Alıştırma görevleri
1. Konferans haberinde adı geçen üniversiteler hangileri? Hepsini sıralayın.
2. Şu ifadeler konferans haberiyle örtüşüyor mu? Her biri için evet ya da hayır deyin ve habere göre karar veren sözleri aynen alıntılayın.
(a) Konferans, Orta Avrupa Üniversitesi ortaklığıyla düzenlendi.
(b) Enloe'ye göre savaş anıtlarında kadınlara sıkça yer verilir.
(c) Enloe, konferansın son oturumunda konuştu.
3. Konferans haberi hangi cümleyle sürebilir? Son cümlesinin ardından metni devam ettirin.

Metin parçası

Sabancı Üniversitesi Toplumsal Cinsiyet ve Kadın Çalışmaları Forumu tarafından, Orta Avrupa Üniversitesi (Central European University) ortaklığı ile düzenlenen Savaş, Hafıza ve Toplumsal Cinsiyet Konferansı, dünyanın dört bir yanından feminist araştırmacı ve akademisyenlerin katılımıyla başladı.
Konferansın ilk oturumunda konuşan, Clark Üniversitesi'nden Cynthia Enloe, "Savaş Sonrasında Hangi Savaş Kadınları Hatırlanıyor, Hangileri Unutuluyor? Ve Bu Niçin Feministlerin Umrunda Olmalı?" sorularına yanıt aradı.
Savaş ve hafıza konusunun süregelen bir tartışma olduğunu ancak savaş esnasında ve savaş sonrasında kadınların bundan nasıl etkilendiğinin konuşulmadığını belirten Enloe, savaşlara dair hafıza anıtlarını ele aldı. Erkeklerin zaferlerinin ya da kayıplarının işlendiği bu anıtlarda kadınların hiçbir zaman mevcut olmadığına dikkat çekti.
Enloe, savaşların sadece "savaş alanında" gerçekleşmediğini söylerken, "Biz feministler diyoruz ki, savaş alanı bir mutfak, bir mülteci kampı ya da savaşın coğrafyasında yer almayan birçok mekan olabilir" diye konuştu.
"Her ulusal bayramda bir savaşın suretleri anılır. Her ulusal tatil savaşın hafızasına adanmıştır, bütün müzelerin savaş anısına ayrılmış bölümleri vardır. Bu anma ve anıtların neden yapıldığına dair argümanlara baktığımızda ise 'Anıtı yapıyoruz çünkü askerlerimize müteşşekkiriz', 'Bunlar bizim ulus kavramımızı oluşturuyor' gibi argümanlarla karşılaşırız.

Veri kayıtları
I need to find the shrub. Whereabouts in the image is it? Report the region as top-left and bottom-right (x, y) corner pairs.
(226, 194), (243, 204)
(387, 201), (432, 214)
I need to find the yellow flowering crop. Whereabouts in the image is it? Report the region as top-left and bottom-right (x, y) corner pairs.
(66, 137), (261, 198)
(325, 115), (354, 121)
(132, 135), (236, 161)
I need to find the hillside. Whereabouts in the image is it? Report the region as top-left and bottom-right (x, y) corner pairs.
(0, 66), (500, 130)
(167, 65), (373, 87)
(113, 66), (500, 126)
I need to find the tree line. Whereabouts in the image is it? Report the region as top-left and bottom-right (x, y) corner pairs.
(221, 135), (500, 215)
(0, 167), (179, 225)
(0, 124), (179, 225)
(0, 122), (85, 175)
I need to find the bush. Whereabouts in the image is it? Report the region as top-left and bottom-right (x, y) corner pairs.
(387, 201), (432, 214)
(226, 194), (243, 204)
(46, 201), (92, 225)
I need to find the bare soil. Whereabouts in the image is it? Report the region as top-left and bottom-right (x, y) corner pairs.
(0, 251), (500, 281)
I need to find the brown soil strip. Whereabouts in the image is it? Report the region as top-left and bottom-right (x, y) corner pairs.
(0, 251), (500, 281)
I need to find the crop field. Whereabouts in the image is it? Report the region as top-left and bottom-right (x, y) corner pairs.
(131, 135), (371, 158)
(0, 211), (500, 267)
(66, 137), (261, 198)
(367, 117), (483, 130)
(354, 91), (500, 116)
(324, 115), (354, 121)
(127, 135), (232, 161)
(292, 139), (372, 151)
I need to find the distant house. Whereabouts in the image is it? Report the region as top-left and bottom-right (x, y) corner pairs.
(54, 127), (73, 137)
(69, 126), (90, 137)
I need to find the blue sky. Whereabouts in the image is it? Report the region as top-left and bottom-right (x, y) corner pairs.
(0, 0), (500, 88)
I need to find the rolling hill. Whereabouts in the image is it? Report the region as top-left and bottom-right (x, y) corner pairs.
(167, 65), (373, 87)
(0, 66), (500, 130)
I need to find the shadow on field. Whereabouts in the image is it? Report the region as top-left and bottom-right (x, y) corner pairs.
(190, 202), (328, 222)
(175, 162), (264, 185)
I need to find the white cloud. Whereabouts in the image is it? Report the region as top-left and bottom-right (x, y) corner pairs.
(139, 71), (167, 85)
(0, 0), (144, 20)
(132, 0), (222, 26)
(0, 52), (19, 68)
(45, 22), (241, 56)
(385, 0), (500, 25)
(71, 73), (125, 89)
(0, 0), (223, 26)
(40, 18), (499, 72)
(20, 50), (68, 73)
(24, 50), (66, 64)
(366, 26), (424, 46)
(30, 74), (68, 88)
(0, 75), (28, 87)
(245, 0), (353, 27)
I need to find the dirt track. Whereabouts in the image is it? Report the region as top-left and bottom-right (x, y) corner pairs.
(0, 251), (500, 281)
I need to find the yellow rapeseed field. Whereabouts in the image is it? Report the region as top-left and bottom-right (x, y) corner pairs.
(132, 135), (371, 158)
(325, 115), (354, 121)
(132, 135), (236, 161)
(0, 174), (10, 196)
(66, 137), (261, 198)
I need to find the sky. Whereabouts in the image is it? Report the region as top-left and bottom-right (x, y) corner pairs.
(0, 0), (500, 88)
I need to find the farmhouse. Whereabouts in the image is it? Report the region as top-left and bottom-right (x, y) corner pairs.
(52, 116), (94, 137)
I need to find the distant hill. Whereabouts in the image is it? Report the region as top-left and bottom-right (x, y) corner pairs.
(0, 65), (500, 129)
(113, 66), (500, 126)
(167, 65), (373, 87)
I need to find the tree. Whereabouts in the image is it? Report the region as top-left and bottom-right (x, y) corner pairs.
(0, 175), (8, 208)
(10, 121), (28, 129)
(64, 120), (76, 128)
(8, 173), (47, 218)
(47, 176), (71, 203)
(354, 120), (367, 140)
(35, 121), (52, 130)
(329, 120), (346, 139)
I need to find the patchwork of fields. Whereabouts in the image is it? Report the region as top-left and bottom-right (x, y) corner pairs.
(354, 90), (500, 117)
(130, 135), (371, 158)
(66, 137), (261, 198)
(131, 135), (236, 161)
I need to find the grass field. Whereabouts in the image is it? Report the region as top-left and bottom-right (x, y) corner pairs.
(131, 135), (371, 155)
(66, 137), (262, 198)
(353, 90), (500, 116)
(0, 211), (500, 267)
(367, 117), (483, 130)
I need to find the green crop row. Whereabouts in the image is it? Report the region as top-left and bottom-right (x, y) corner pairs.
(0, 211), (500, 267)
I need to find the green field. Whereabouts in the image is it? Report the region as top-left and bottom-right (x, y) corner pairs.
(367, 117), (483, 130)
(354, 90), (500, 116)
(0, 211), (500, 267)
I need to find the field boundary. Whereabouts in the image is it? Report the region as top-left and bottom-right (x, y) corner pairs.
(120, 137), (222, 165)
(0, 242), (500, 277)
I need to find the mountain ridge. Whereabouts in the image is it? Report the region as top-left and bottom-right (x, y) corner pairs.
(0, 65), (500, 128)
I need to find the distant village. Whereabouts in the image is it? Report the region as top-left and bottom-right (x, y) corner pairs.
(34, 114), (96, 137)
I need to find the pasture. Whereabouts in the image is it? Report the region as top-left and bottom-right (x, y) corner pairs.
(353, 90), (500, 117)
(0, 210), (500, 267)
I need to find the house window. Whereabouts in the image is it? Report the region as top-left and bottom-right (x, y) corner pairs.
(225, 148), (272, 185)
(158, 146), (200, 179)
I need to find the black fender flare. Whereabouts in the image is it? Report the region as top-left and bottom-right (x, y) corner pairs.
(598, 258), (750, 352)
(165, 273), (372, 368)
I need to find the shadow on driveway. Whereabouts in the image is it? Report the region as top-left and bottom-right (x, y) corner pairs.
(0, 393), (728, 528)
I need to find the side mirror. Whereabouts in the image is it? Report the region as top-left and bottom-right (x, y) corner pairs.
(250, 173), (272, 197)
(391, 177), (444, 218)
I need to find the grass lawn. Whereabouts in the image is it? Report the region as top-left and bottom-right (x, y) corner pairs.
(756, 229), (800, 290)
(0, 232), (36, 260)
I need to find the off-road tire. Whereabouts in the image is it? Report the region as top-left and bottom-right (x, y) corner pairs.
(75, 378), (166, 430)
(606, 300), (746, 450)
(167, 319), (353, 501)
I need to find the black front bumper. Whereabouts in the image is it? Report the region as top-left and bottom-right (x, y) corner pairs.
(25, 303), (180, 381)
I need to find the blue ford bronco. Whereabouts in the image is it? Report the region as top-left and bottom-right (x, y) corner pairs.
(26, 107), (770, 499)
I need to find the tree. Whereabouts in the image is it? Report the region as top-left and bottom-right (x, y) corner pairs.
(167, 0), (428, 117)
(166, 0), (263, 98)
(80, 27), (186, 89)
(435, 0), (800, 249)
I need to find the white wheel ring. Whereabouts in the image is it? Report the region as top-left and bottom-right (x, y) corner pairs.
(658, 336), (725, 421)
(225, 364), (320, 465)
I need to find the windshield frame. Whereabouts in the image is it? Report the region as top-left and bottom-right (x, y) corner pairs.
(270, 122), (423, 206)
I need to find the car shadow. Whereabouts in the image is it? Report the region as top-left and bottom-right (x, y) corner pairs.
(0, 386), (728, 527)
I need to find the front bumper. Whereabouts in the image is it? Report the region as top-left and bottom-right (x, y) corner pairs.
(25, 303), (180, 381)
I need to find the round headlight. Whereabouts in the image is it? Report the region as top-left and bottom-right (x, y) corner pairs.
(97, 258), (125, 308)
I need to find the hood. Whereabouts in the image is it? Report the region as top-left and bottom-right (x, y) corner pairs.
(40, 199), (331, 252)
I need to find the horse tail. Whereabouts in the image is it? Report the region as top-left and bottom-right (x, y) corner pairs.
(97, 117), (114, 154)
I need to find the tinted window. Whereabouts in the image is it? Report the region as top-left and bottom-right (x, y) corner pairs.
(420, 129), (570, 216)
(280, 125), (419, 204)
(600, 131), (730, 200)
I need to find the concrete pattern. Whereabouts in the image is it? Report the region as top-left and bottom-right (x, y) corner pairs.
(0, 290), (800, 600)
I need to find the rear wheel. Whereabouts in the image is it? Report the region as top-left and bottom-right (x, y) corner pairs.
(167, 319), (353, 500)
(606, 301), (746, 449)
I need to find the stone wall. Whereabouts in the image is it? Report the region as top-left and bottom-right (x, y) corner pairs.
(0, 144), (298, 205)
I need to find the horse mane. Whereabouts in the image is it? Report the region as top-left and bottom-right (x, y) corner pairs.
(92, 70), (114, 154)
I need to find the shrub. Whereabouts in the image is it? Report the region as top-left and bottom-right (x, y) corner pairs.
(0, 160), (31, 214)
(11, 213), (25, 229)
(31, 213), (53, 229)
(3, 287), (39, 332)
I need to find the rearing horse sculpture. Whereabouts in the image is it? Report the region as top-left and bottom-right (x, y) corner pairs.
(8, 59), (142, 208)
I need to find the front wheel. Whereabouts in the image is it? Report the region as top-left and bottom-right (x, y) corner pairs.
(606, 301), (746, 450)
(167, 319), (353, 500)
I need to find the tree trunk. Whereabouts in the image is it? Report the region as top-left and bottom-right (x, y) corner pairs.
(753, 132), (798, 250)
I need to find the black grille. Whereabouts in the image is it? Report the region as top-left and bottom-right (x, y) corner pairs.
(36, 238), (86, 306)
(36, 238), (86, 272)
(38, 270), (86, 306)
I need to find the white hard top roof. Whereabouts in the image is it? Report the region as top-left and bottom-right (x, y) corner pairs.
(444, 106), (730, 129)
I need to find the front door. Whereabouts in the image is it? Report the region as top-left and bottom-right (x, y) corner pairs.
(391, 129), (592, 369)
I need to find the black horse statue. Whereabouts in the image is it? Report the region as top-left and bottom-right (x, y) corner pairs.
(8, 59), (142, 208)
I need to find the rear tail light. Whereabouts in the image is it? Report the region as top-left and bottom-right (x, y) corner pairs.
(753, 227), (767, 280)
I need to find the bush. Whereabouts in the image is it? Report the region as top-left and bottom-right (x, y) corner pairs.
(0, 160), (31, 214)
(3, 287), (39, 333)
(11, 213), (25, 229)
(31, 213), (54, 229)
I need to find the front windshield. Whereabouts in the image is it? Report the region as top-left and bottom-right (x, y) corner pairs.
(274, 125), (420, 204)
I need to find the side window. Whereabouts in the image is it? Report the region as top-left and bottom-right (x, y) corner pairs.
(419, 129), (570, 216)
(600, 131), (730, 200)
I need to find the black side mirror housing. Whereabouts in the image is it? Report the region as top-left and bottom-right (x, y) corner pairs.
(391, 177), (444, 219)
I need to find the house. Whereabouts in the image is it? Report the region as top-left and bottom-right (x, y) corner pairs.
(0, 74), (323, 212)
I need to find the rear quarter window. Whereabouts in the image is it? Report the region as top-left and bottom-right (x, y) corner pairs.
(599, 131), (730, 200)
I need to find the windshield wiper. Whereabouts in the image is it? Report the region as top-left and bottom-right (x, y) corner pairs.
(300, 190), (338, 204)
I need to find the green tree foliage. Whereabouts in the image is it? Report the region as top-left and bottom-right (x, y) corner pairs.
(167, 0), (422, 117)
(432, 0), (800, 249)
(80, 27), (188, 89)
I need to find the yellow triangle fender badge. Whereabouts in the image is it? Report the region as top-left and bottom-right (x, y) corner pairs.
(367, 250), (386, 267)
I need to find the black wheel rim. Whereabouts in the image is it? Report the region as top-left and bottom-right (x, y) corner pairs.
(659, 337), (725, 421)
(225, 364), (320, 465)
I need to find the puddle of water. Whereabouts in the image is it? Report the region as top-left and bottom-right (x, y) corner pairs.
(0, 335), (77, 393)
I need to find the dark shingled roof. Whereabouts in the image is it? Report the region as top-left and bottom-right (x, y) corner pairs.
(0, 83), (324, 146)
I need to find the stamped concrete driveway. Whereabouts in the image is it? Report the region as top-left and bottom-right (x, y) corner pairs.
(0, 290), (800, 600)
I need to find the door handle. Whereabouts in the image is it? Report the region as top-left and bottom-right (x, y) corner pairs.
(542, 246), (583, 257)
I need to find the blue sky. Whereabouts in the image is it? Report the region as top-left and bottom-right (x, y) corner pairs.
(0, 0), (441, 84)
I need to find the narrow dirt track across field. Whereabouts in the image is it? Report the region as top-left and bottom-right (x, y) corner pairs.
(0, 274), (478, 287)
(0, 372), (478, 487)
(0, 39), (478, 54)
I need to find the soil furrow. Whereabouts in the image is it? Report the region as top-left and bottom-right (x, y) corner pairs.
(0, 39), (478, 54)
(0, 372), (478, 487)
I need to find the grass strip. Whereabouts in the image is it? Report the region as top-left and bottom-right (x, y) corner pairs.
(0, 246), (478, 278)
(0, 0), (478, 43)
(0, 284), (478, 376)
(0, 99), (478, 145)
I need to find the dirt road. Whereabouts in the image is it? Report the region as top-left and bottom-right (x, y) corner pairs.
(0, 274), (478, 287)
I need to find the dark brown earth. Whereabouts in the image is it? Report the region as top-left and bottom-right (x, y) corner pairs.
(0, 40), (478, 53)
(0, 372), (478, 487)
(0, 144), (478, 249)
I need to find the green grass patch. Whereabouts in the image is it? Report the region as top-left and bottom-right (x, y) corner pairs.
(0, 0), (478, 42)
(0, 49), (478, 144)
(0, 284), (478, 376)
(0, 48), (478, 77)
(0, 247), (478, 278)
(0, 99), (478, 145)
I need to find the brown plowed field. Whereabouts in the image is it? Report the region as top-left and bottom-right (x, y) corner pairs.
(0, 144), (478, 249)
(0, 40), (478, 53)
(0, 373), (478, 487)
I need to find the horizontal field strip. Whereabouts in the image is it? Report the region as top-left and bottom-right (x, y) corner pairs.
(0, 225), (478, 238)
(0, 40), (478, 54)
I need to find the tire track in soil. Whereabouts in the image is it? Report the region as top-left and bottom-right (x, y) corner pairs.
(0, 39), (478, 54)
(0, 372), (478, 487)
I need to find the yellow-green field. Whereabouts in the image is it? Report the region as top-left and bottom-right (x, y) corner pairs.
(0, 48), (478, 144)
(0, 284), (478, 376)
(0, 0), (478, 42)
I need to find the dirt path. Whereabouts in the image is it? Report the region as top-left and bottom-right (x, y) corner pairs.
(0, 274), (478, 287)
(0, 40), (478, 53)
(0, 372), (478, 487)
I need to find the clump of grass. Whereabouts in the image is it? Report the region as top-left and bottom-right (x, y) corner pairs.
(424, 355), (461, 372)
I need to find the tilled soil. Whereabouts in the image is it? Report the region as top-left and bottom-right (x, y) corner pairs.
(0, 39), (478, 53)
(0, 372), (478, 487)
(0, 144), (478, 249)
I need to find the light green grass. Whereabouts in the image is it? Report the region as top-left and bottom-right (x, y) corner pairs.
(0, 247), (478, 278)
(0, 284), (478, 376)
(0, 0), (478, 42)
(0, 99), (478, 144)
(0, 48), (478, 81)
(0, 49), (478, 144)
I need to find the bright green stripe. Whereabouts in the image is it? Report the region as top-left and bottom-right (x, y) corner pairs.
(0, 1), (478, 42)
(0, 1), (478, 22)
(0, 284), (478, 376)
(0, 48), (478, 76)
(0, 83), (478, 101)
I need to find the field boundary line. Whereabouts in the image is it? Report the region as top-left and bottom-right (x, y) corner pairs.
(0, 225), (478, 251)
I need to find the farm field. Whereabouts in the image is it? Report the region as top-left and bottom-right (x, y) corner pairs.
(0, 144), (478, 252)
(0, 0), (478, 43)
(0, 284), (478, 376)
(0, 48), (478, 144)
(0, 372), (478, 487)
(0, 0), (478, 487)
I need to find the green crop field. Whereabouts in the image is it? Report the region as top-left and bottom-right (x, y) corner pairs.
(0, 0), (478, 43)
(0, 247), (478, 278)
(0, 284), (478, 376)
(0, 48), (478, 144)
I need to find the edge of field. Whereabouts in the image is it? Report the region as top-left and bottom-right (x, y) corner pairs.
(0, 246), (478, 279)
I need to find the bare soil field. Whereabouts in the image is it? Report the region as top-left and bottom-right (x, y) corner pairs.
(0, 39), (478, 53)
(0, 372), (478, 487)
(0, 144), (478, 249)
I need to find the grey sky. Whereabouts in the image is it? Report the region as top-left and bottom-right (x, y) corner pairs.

Görev yanıtları
1. Sabancı Üniversitesi; Orta Avrupa Üniversitesi (Central European University); Clark Üniversitesi

2.
(a) Evet: "Orta Avrupa Üniversitesi (Central European University) ortaklığı ile düzenlenen"
(b) Hayır: "kadınların hiçbir zaman mevcut olmadığına dikkat çekti"
(c) Hayır: "Konferansın ilk oturumunda konuşan"

3.
"Bu noktada feministler, farklı feminizmler içinde olsalar da, çok önemli bir çabayı üstlenip gözden kaçırılmış, gözardı edilmiş kadınların anılarını anlatıyor. Bizim istediğimiz en önemli şey, çatışmada bu kadınların yerinin tanınması ve öykülerinin tam anlatılması. Böylece bunun nasıl bir çatışma olduğu konusunda gerçekçi bir görüşe sahip olabiliriz."
Bakıcı, savaşın travmalarıyla mücadele eden kadınlar
Savaşın maaliyetinin geleneksel anıtlar ya da anma günlerinden çok daha büyük bir önem taşıdığını söyleyen Enloe, kadınların yaralı aile üyelerine ömür boyu hizmet verdiğini, bakıcı, iyileştirici olarak savaşlarda yer aldığını ve savaştan değişik travmalarla dönen erkeklere baktıklarını hatırlattı. "Her kadının kendi hayatını savaş sonrasıyla başa çıkabilmek için yeniden düzenlediğini de görmeliyiz" dedi.
"Geleneksel olarak Japonya hükümetinin 'rahatlatıcı kadınlar' diye tanımladığı, askerlerin cinsel kölelerine dönüştürülen kadınlar, uzun yıllar cesaretini toparlayamadı. Deneyimlerini, anılarını ancak 40 yıl sonra anlatabildiler.
"Sri Lanka, Yugoslavya, Kongo, Rwanda savaşlarından 40 yıl sonra daha neler öğreneceğiz acaba?
"1. ve 2. Dünya Savaşları, Vietnam Savaşı ve daha birçok savaş için hala 'savaş sonrası' (post-war) kavramını kullanıyoruz, çünkü savaş sona erdiğinde, savaşın etkileri bitmiyor. Bu kavramı kullanmaktan ne zaman vazgeçeceğiz? Kendi öykülerini hiç anlatamamış kadınlar olduğu sürece vazgeçmeyeceğiz."
"Ulus, milliyetçilerin savunduğu gibi bir şey değil"
Enloe, feministlerin, dünyanın her yerinde 'kan dökülmesi sonucu neyin yaratıldığını' tanımlamaya çalıştığını, 'ulus'un tüm feministler açısından sorunlu bir kavram olduğunu söyledi:
"Ulus kavramı, belli bir çatışmanın belli bir anısının kurumsallaşmasıyla oluşuyor. Ulus denen şey, milliyetçilerin öne sürdüğü gibi dayanışmanın üzerine değil, eşitsizlik ve çoğunlukla kadın düşmanlığı üzerine kuruludur.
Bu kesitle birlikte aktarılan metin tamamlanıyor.